FIG. 9B illustrates an example of FIG. 9A using exemplary numeric values. The numbers and numeric representations used in the example of 9B are shown solely for purposes of explanation and actual values may be represented in many different manners departing from the methods used in the present example. SIMA through SIMF are expressed as percentages representing the similarity score for each attribute representing by their respective nodes. Actual similarity scores output by the machine learning model may be expressed in a variety of manners including but not limited to percentages, numeric values, alpha-numeric values, or other means of representing a score that can be mapped to a meaningful representation of similarity. In order to calculate aggregate similarity score 930, each individual similarity score is passed through the corresponding weight of weights 920. Weights 920 are expressed as decimal numbers in the present example but may take many varying forms or numeric styles in other examples. The similarity scores of output layer 910 and weights 920 are used to calculate aggregate similarity score 930, which is 41% in the present example. Aggregate similarity score may then be used to classify the submission as reject, accept, or needs further review based on manually defined thresholds, pre-defined thresholds, learned thresholds, and variations or combinations thereof. Like the other numbers used in the present example, aggregate similarity score 930 may be expressed in many different forms that map to a meaningful classification of a submission. The actual implementation of how a similarity score is expressed may depart from the present example.
· · · · ·
* TO-DO LIST
1 – Answer these questions on the passage on similarity scores:
(a) Which labels are used for the percentages that give the similarity score for each attribute?
(b) In what form are weights 920 expressed in the present example?
(c) What value does aggregate similarity score 930 have in the present example?
2 – Carry on the passage on similarity scores from its final sentence onward, in the same style.
· · · · ·
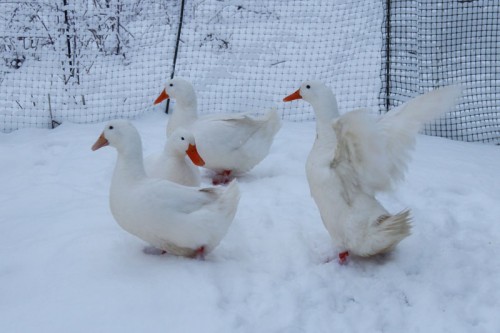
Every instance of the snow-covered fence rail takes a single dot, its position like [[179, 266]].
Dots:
[[92, 60]]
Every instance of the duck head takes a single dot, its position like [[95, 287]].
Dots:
[[319, 96], [179, 89], [182, 142]]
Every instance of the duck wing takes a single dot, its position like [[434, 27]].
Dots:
[[372, 154]]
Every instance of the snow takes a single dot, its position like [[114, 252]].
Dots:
[[66, 266]]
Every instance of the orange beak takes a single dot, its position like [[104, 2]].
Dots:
[[163, 96], [292, 97], [101, 142], [192, 152]]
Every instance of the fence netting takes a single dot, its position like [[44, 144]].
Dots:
[[431, 43], [92, 60]]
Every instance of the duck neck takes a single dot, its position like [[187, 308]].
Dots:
[[184, 114], [129, 165], [326, 110]]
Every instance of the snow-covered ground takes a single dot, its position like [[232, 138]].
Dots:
[[66, 266]]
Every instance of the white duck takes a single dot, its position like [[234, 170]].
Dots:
[[230, 144], [177, 219], [355, 156], [172, 164]]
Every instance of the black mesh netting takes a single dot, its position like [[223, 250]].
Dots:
[[92, 60], [429, 43]]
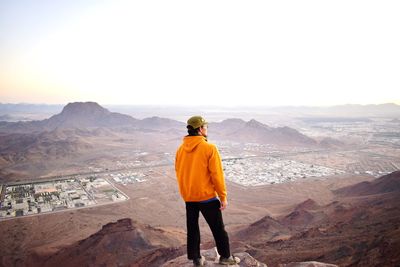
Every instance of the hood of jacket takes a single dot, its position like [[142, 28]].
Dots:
[[191, 142]]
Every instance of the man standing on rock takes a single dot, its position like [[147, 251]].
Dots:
[[201, 183]]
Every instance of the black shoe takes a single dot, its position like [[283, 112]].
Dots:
[[232, 260], [199, 262]]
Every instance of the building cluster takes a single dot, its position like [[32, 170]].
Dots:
[[49, 196], [128, 177], [253, 171]]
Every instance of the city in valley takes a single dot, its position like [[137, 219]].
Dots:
[[320, 184]]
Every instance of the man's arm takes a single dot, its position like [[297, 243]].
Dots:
[[217, 174]]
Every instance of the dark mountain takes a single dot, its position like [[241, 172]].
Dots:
[[123, 243], [257, 132], [385, 184], [88, 114], [74, 115]]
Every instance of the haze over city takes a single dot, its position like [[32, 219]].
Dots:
[[302, 102], [224, 53]]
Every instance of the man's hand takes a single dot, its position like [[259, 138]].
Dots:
[[223, 205]]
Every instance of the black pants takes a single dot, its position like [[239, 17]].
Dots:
[[213, 216]]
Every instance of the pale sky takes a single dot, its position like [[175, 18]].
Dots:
[[185, 52]]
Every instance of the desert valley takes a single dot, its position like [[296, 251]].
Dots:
[[86, 186]]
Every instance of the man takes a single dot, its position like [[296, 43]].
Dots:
[[201, 183]]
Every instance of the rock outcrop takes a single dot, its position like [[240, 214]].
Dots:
[[212, 258]]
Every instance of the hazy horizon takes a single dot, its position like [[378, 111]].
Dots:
[[225, 53]]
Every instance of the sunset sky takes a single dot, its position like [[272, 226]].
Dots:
[[200, 52]]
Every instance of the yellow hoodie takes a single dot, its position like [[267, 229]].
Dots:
[[199, 170]]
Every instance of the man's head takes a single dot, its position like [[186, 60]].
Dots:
[[197, 125]]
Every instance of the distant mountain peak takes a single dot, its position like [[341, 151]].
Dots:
[[255, 124], [84, 108]]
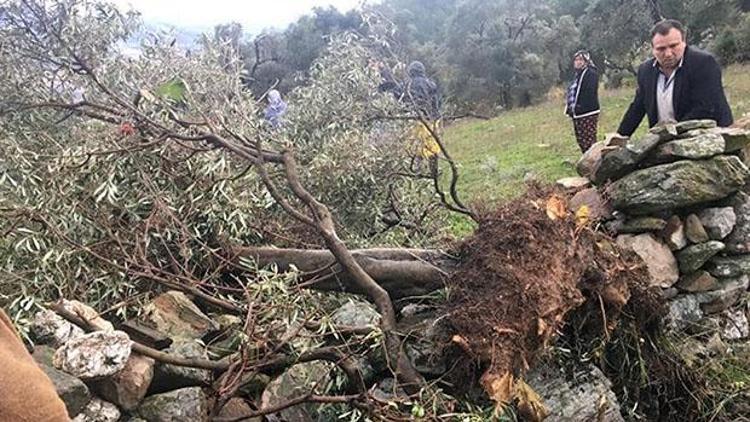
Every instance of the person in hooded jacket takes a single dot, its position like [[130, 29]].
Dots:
[[275, 109], [423, 95], [582, 100]]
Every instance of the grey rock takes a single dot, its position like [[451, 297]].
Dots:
[[639, 147], [297, 380], [128, 387], [718, 222], [356, 314], [186, 404], [236, 408], [51, 329], [98, 411], [614, 165], [641, 225], [694, 229], [171, 377], [72, 391], [693, 257], [659, 260], [738, 241], [730, 291], [703, 146], [729, 266], [576, 399], [674, 233], [700, 281], [734, 325], [94, 355], [684, 311], [689, 125], [174, 314], [735, 139], [677, 185], [591, 159]]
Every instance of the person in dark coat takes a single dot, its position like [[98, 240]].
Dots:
[[679, 83], [582, 100]]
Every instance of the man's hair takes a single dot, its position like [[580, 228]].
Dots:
[[663, 28]]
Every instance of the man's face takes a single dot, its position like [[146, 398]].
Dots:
[[668, 49]]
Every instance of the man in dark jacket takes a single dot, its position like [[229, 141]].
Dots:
[[679, 83]]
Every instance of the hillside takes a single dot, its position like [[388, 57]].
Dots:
[[495, 156]]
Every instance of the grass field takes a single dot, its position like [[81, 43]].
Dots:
[[495, 156]]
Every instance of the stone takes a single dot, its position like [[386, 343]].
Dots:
[[87, 313], [295, 381], [128, 387], [236, 408], [718, 222], [186, 404], [703, 146], [573, 183], [587, 396], [98, 411], [729, 266], [674, 233], [666, 132], [738, 241], [730, 291], [94, 355], [694, 229], [735, 139], [684, 311], [734, 325], [72, 391], [175, 314], [677, 185], [700, 281], [43, 355], [171, 377], [641, 225], [659, 260], [614, 165], [599, 209], [693, 257], [51, 329], [590, 160], [639, 147], [689, 125], [356, 314]]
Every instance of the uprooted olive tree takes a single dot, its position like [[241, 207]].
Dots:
[[122, 176], [127, 174]]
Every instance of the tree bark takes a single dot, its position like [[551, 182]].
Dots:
[[401, 272]]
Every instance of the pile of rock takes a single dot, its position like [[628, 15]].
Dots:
[[100, 378], [678, 197]]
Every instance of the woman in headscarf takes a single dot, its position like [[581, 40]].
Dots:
[[582, 100], [275, 109]]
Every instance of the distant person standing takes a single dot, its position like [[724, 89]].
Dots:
[[582, 100], [275, 109], [423, 95], [679, 83]]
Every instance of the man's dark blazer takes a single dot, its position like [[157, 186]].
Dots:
[[698, 93]]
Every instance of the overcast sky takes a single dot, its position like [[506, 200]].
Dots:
[[254, 15]]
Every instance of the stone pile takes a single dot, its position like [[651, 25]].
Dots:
[[678, 197]]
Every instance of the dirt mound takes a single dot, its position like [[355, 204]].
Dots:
[[525, 268]]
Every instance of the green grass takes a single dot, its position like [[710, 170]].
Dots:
[[495, 156]]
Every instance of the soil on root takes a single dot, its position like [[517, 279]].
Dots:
[[522, 272]]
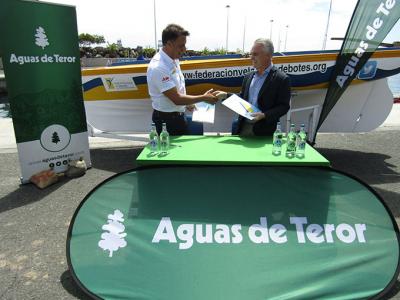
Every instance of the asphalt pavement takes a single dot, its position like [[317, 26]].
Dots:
[[34, 223]]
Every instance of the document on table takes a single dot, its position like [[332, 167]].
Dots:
[[204, 112], [240, 106]]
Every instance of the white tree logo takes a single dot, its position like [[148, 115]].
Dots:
[[114, 238], [41, 38]]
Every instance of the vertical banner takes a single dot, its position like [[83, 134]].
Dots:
[[372, 20], [39, 47]]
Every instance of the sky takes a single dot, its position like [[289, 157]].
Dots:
[[296, 26]]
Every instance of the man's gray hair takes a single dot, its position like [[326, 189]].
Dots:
[[267, 45]]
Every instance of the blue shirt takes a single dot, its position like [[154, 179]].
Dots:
[[256, 84]]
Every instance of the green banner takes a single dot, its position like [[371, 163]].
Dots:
[[371, 22], [233, 232], [39, 47]]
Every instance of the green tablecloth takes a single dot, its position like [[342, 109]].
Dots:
[[227, 150]]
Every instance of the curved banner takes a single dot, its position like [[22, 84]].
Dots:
[[233, 232]]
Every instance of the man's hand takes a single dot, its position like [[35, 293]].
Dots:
[[258, 116], [221, 95], [209, 97]]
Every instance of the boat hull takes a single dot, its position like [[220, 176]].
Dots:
[[116, 98]]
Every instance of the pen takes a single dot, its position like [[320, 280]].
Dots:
[[243, 106]]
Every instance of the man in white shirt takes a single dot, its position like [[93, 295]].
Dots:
[[166, 83]]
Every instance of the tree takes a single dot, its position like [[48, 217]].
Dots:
[[55, 138], [41, 38]]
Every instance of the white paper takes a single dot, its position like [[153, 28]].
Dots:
[[204, 112], [240, 106]]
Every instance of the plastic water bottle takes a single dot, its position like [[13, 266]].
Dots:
[[291, 142], [277, 140], [301, 142], [164, 140], [153, 136]]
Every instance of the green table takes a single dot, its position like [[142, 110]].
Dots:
[[228, 150]]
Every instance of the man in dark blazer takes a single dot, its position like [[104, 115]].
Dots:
[[267, 88]]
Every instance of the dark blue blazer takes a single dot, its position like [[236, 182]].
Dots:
[[273, 100]]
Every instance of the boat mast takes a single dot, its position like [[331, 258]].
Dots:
[[327, 27]]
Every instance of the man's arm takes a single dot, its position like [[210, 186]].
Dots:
[[282, 102], [182, 99]]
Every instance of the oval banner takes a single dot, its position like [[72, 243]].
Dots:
[[233, 232]]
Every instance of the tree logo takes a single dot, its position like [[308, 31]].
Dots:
[[55, 138], [41, 38], [114, 238]]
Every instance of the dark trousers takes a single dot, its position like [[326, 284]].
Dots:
[[176, 122]]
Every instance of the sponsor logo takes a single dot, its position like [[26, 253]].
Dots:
[[113, 237], [369, 70], [118, 83], [185, 235]]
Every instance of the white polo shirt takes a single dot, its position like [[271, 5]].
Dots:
[[164, 73]]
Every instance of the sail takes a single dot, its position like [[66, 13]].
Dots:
[[371, 22]]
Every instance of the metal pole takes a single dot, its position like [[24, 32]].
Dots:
[[287, 29], [155, 27], [270, 31], [227, 28], [327, 26], [244, 34]]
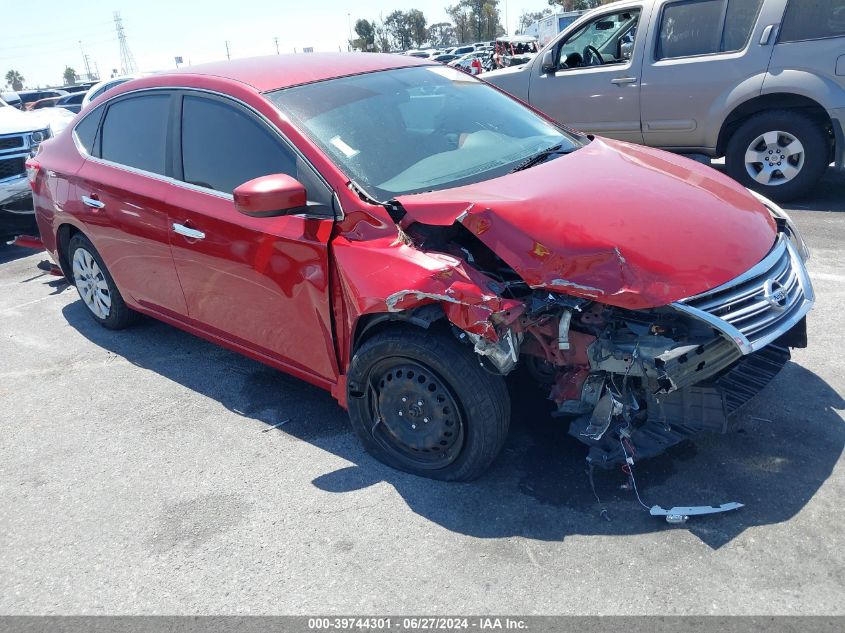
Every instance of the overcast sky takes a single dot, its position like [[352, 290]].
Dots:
[[40, 37]]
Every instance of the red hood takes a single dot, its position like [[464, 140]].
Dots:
[[632, 226]]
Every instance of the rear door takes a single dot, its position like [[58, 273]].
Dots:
[[596, 85], [702, 58], [120, 192], [260, 283]]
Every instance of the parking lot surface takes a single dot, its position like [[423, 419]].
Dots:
[[142, 472]]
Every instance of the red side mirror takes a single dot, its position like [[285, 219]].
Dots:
[[276, 194]]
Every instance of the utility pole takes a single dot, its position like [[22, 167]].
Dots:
[[127, 61]]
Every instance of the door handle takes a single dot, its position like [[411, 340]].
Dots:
[[92, 202], [187, 231]]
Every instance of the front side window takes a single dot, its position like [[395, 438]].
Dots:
[[134, 132], [606, 40], [418, 129], [705, 27], [813, 20], [223, 147]]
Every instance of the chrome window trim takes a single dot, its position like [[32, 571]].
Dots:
[[269, 124], [743, 343]]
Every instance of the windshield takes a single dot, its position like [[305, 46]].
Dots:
[[418, 129]]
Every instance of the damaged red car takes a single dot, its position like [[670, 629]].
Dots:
[[405, 236]]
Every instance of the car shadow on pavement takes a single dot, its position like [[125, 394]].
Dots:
[[781, 451]]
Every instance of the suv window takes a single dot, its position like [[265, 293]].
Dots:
[[135, 132], [612, 35], [705, 27], [813, 20], [223, 147]]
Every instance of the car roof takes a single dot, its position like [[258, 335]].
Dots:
[[283, 71]]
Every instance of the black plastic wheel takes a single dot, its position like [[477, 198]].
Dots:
[[421, 402]]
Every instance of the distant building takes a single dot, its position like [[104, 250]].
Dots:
[[548, 26]]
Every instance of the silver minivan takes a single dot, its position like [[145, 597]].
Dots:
[[760, 82]]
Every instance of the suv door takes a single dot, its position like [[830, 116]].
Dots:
[[258, 284], [119, 194], [594, 83], [703, 57]]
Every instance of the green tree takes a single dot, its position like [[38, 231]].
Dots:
[[417, 23], [366, 35], [69, 76], [15, 80]]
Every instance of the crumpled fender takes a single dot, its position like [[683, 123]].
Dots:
[[388, 275]]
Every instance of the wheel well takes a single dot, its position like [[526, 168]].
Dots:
[[63, 235], [779, 101], [371, 324]]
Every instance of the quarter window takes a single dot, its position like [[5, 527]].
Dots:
[[705, 27], [223, 147], [813, 20], [135, 132]]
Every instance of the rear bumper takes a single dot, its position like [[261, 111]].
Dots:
[[17, 214]]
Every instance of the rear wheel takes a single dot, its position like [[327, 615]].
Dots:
[[421, 402], [782, 154], [95, 285]]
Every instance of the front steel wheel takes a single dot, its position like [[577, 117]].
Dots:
[[421, 402]]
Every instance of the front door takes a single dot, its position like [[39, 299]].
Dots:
[[595, 86], [260, 283]]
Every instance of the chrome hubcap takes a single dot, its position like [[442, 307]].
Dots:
[[774, 158], [91, 283]]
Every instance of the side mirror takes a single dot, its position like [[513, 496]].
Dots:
[[548, 64], [276, 194]]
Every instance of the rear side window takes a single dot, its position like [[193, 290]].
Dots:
[[86, 130], [223, 147], [813, 20], [705, 27], [135, 132]]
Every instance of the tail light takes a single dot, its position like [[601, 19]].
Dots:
[[32, 169]]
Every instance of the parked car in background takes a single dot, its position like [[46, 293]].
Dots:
[[72, 102], [408, 261], [29, 97], [49, 102], [21, 133], [104, 86], [11, 98], [759, 82]]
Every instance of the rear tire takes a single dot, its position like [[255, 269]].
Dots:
[[420, 402], [781, 154], [95, 285]]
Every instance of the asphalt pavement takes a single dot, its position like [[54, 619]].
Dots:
[[142, 472]]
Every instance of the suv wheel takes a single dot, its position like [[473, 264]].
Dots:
[[781, 154], [421, 402], [95, 285]]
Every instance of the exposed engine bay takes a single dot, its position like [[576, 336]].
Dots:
[[632, 383]]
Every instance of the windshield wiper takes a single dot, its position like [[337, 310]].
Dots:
[[541, 156]]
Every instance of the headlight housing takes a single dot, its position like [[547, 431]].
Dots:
[[785, 225]]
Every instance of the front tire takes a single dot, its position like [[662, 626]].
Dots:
[[782, 154], [420, 402], [95, 285]]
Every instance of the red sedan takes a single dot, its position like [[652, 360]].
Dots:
[[405, 235]]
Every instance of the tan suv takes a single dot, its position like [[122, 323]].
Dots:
[[760, 82]]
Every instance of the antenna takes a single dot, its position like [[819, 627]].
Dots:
[[127, 62]]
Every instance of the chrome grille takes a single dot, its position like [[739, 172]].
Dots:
[[756, 308]]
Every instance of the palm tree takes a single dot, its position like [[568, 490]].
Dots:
[[15, 80]]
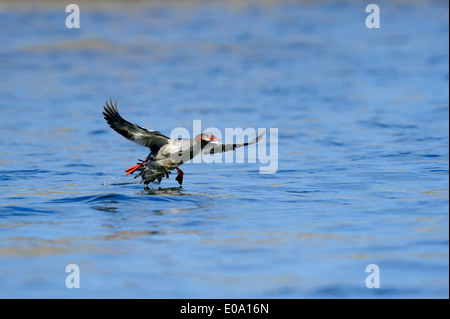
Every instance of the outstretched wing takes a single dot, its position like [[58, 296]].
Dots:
[[212, 148], [140, 135]]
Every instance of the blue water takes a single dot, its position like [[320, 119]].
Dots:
[[363, 150]]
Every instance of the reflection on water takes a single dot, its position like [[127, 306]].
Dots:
[[363, 150]]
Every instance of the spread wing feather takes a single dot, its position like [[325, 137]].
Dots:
[[140, 135]]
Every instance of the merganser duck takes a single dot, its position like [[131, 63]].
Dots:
[[166, 153]]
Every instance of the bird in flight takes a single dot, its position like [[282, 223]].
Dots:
[[166, 154]]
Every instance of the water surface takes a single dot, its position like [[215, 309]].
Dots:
[[362, 118]]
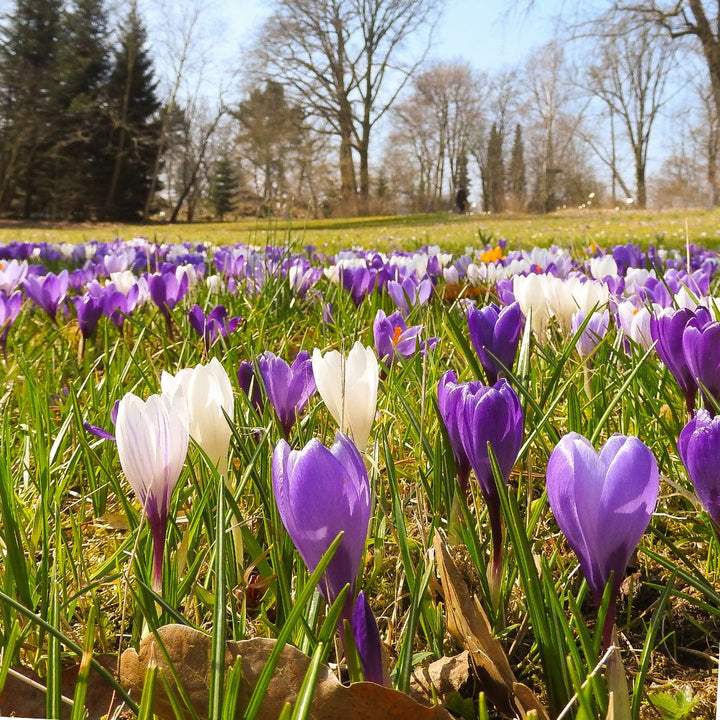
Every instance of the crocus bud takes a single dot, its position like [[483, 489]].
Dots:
[[208, 395], [288, 387], [152, 440], [602, 502], [319, 493], [497, 332], [699, 448], [348, 387]]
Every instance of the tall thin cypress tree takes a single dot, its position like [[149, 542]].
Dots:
[[28, 105], [136, 126]]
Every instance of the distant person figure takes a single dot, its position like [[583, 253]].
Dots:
[[461, 203]]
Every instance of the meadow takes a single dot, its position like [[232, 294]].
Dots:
[[310, 469]]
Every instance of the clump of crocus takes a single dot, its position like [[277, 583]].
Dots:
[[321, 492], [491, 416], [48, 291], [152, 440], [9, 310], [394, 339], [495, 335], [289, 387], [449, 398], [699, 448], [348, 387], [701, 348], [213, 325], [207, 392], [602, 502]]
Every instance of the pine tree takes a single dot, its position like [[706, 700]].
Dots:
[[518, 182], [495, 172], [134, 107], [223, 187], [28, 105], [81, 153]]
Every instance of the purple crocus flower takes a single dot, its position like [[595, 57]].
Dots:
[[699, 448], [491, 416], [47, 291], [667, 329], [321, 492], [410, 292], [603, 503], [249, 385], [449, 400], [89, 310], [212, 325], [166, 291], [593, 332], [288, 387], [393, 338], [367, 640], [9, 310], [495, 335], [701, 348]]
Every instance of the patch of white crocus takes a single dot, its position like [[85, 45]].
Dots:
[[209, 398], [348, 387]]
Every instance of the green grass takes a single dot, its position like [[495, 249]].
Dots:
[[452, 232]]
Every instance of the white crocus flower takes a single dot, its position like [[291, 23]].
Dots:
[[348, 387], [209, 397]]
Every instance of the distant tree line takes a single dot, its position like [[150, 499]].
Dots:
[[87, 131]]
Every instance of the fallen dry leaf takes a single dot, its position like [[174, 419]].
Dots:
[[469, 625], [189, 652]]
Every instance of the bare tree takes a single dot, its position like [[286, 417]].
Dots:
[[630, 78], [345, 61]]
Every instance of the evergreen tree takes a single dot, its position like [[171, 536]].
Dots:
[[518, 182], [83, 166], [495, 172], [134, 111], [28, 105], [223, 187]]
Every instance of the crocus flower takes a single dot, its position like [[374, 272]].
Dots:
[[288, 387], [48, 291], [410, 292], [9, 310], [491, 416], [495, 332], [449, 394], [367, 640], [701, 348], [393, 338], [215, 323], [152, 440], [208, 395], [321, 492], [89, 310], [602, 502], [667, 329], [348, 387], [166, 291], [699, 448], [593, 332]]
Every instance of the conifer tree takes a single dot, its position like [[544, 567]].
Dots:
[[81, 153], [495, 172], [134, 110], [223, 187], [28, 105]]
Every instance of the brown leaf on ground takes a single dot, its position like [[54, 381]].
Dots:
[[189, 652], [469, 625], [19, 698]]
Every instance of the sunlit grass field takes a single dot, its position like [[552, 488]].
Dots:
[[452, 232]]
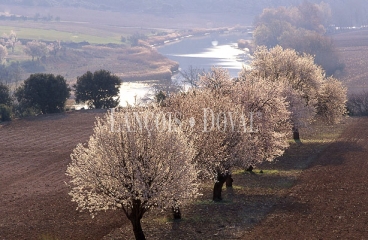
· · · · ·
* ANSWERS BELOW
1 –
(a) SIMA through SIMF
(b) As decimal numbers
(c) 41%

2 –
FIG. 10 illustrates computing system 1001 that is representative of any system or collection of systems in which the various processes, systems, programs, services, and scenarios disclosed herein may be implemented. Examples of computing system 1001 include, but are not limited to, desktop computers, laptop computers, server computers, routers, web servers, cloud computing platforms, and data center equipment, as well as any other type of physical or virtual server machine, physical or virtual router, container, and any variation or combination thereof.

Computing system 1001 may be implemented as a single apparatus, system, or device or may be implemented in a distributed manner as multiple apparatuses, systems, or devices. Computing system 1001 includes, but is not limited to, processing system 1002, storage system 1003, software 1005, communication interface system 1007, and user interface system 1009 (optional). Processing system 1002 is operatively coupled with storage system 1003, communication interface system 1007, and user interface system 1009.

Processing system 1002 loads and executes software 1005 from storage system 1003. Software 1005 includes and implements process 1006, which is representative of the change control processes discussed with respect to the preceding Figures. When executed by processing system 1002 to provide change control functions, software 1005 directs processing system 1002 to operate as described herein for at least the various processes, operational scenarios, and sequences discussed in the foregoing implementations. Computing system 1001 may optionally include additional devices, features, or functionality not discussed for purposes of brevity.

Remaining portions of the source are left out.